* [TASK DIRECTIONS]: Copy the lines below word for word.

= = = = =

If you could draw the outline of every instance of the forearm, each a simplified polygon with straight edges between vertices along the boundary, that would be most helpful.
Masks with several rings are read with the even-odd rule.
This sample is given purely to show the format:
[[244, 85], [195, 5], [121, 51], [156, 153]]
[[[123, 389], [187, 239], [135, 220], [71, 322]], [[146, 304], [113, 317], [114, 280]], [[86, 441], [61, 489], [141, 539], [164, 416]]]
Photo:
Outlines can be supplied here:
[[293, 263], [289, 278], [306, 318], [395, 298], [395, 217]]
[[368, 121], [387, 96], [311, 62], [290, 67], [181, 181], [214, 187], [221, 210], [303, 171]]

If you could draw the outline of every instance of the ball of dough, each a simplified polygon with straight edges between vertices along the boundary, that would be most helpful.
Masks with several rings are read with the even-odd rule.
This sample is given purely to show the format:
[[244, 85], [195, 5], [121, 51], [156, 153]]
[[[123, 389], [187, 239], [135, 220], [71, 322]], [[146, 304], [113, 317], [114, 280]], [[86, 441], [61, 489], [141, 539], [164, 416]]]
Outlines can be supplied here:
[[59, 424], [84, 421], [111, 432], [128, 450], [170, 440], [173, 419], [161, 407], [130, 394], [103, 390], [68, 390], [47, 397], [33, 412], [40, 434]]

= = = = =

* [EXERCISE RESULT]:
If you could draw the outline of every instance of the forearm, each a simplified polygon with straight edges between vertices along the boundary, that would be most helpful.
Masks with several rings are read with the even-odd rule.
This sample is given purely to show the format:
[[244, 85], [195, 5], [121, 51], [156, 153]]
[[[123, 389], [187, 239], [135, 220], [71, 322]], [[146, 304], [113, 317], [114, 280]], [[86, 441], [61, 489], [141, 539], [164, 416]]]
Photo:
Outlines can be supplied here:
[[293, 263], [289, 278], [306, 318], [395, 298], [395, 217]]
[[368, 121], [387, 96], [311, 62], [290, 67], [181, 181], [214, 187], [221, 210], [303, 171]]

If you could draw the outline of every instance of the ball of dough, each a simplified polygon with straight edges between vertices along the boundary, that would be most helpful.
Masks with several rings are read with the even-odd rule.
This sample is given purely to show the format:
[[244, 85], [195, 5], [121, 51], [156, 153]]
[[[123, 389], [187, 239], [135, 220], [71, 322]], [[146, 304], [113, 317], [114, 280]], [[86, 441], [61, 489], [141, 539], [164, 416]]]
Outlines can be supplied here:
[[59, 424], [84, 421], [111, 432], [128, 450], [170, 440], [173, 419], [161, 407], [130, 394], [103, 390], [68, 390], [47, 397], [33, 412], [40, 434]]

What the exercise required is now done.